● **EXERCISE DESCRIPTION**: Rewrite these items, changing every "mountain range" to "ridge" and leaving everything else the same.

########

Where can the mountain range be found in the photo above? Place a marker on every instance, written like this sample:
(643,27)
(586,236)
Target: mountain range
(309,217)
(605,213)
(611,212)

########

● **THE RESPONSE**:
Where can the ridge be found in the photo above? Place a marker on every instance, written like this sample:
(643,27)
(586,236)
Target: ridge
(309,217)
(605,213)
(611,212)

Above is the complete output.